> 练习任务
1. 根据关于 DataX 的节选段落作答：
(a) 作者说连接 reader 和 writer 的是什么？
(b) core.json 里 "jvm" 的值是什么？
(c) core.json 里 "timeZone" 的值是什么？
2. 接着关于 DataX 的节选段落往下写，从其最后一行之后续起。

一般来说datax只需要我们设置reader和writer,但是是什么连接了reader和writer呢?
就是channel! 这个有什么用? 慢慢学习。
core.json
[devuser@cdp-node12 /data/DATA_DIR/share/dataingestion/conf]$ cat core.json
{
"entry": {
"jvm": "-Xms1G -Xmx1G",
"environment": {}
},
"common": {
"column": {
"datetimeFormat": "yyyy-MM-dd HH:mm:ss",
"timeFormat": "HH:mm:ss",
"dateFormat": "yyyy-MM-dd",
"extraFormats":["yyyyMMdd"],
"timeZone": "GMT+8",
"encoding": "utf-8"

> 数据集部分
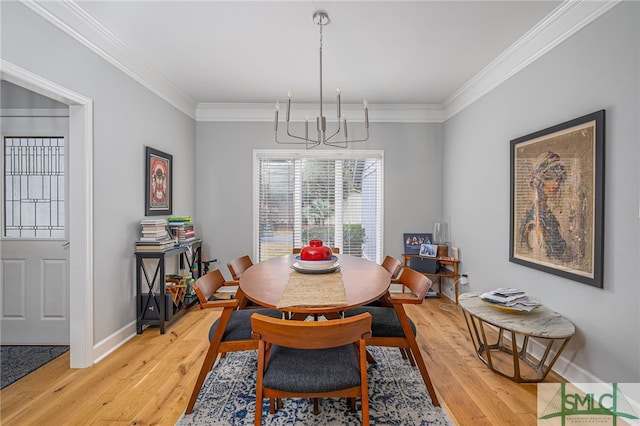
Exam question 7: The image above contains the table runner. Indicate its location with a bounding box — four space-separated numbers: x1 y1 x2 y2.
276 270 347 309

> 参考答案
1.
(a) channel
(b) -Xms1G -Xmx1G
(c) GMT+8

2.
}
},
"core": {
"dataXServer": {
"address": "http://localhost:7001/api",
"timeout": 10000,
"reportDataxLog": false,
"reportPerfLog": false
},
"transport": {
"channel": {
"class": "com.tencent.s2.dataingestion.core.transport.channel.memory.MemoryChannel",
"speed": {
"byte": -1,
"record": -1
},
"flowControlInterval": 20,
"capacity": 512,
"byteCapacity": 67108864
},
"exchanger": {
"class": "com.tencent.s2.dataingestion.core.plugin.BufferedRecordExchanger",
"bufferSize": 32
}
},
"container": {
"job": {
"reportInterval": 10000
},
"taskGroup": {
"channel": 5
},
"trace": {
"enable": "false"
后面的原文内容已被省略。